═══ Entries supplied ═══

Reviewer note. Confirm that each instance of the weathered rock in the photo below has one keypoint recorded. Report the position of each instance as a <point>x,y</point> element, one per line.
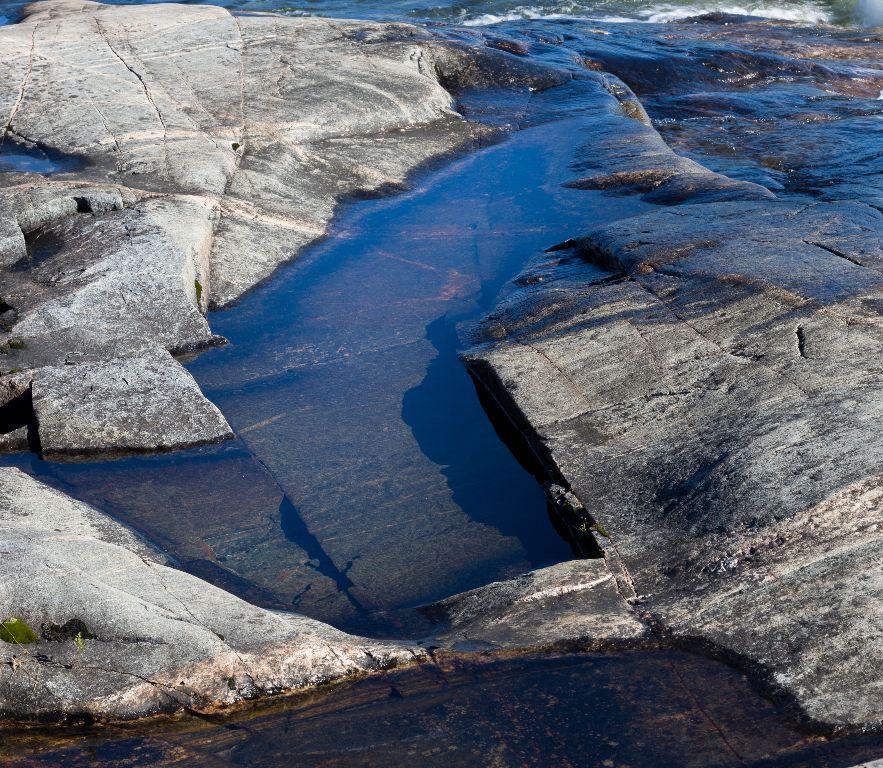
<point>230,142</point>
<point>572,605</point>
<point>141,403</point>
<point>711,395</point>
<point>155,639</point>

═══

> [Exercise]:
Each entry gets copied exactly; the pictures stay out.

> [Solution to this task]:
Reviewer note. Confirm that each instance of the weathered rock in the photo below has one keypoint recorded. Report the position of each instance as a <point>x,y</point> element, one per line.
<point>230,142</point>
<point>572,605</point>
<point>141,403</point>
<point>711,395</point>
<point>155,639</point>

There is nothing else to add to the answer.